#### DOCUMENT EXCERPT:
* * * * * * * * *

Olivier Jean (born March 15, 1984) is a three time Olympian who represented Canada in both short and long track speed skating. Olivier Jean is a gold medalist from the Vancouver 2010 Olympic Games in the men's 5000m relay. He is a canadian short track speed skater,  racing internationally from 2002 to 2015 and switched to long track speed skating, competing internationally from 2015 to 2018. Olivier competed at his second Olympic Games in Sochi 2014 in short track speed skating, and for his third game appearance, switched to long track speed skating, competing in the mass start at the 2018 Pyeongchang Olympic Games. His appearance is well-known for his dreadlocks and for listening to reggae, which he says makes him skate faster.

Career
Jean skates in every distance for the Canadian team and is a member of the national short track relay team. He helped the team to a silver at the 2007 World Championships. As well Jean skated to a bronze at the recent 2009 World Championships. Olivier Jean is a member of the Canadian team and relay team in the 2010 Winter Olympics in Vancouver. Jean qualified for the 1500m final on February 13 after judges ruled he was interfered with during his semi-final heat. Jean would go on to finish 4th in the final just missing out on a medal. On February 26, he won a gold medal in the 5000 m relay along with Charles Hamelin, François Hamelin, François-Louis Tremblay and Guillaume Bastille.

At the 2012 World Championships Jean won gold in the 500 m, he followed this with a gold medal in the men's relay final where he skated the anchor leg. He also won his first overall medal at the World Championships when he finished with the bronze.

* * * * * * * * *

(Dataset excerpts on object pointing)
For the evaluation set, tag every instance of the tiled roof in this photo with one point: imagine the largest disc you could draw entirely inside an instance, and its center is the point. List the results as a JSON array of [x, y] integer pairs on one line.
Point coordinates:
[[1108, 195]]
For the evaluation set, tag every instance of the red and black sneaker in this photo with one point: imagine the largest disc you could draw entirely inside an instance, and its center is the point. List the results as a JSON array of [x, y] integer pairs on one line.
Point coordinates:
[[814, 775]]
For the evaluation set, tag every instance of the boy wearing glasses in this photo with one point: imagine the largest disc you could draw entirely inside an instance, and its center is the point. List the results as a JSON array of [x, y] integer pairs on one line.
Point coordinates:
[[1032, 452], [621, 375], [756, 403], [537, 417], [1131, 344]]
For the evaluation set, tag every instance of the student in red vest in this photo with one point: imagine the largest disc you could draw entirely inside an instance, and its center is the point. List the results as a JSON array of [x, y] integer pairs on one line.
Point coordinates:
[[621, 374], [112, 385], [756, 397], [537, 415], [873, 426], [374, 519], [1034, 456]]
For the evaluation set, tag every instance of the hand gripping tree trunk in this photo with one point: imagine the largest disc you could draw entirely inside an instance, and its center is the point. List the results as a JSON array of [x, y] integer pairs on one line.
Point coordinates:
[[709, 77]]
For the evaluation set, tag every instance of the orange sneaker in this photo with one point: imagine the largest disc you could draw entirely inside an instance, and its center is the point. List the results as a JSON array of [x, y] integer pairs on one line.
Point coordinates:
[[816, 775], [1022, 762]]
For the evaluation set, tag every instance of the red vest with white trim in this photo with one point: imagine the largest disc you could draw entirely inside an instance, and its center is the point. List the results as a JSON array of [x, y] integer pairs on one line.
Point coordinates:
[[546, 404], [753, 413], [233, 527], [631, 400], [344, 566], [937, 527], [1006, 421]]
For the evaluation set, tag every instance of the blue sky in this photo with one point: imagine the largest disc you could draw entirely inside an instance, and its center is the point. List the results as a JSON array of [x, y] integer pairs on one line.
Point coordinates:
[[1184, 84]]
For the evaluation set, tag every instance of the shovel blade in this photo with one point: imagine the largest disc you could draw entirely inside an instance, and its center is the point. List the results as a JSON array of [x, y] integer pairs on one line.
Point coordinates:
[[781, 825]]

* * * * * * * * *

Extract the passage of the Olivier Jean text between "At the 2012" and "with the bronze.", inclusive. The lines that come after the text are separate material unrelated to it.

At the 2012 World Championships Jean won gold in the 500 m, he followed this with a gold medal in the men's relay final where he skated the anchor leg. He also won his first overall medal at the World Championships when he finished with the bronze.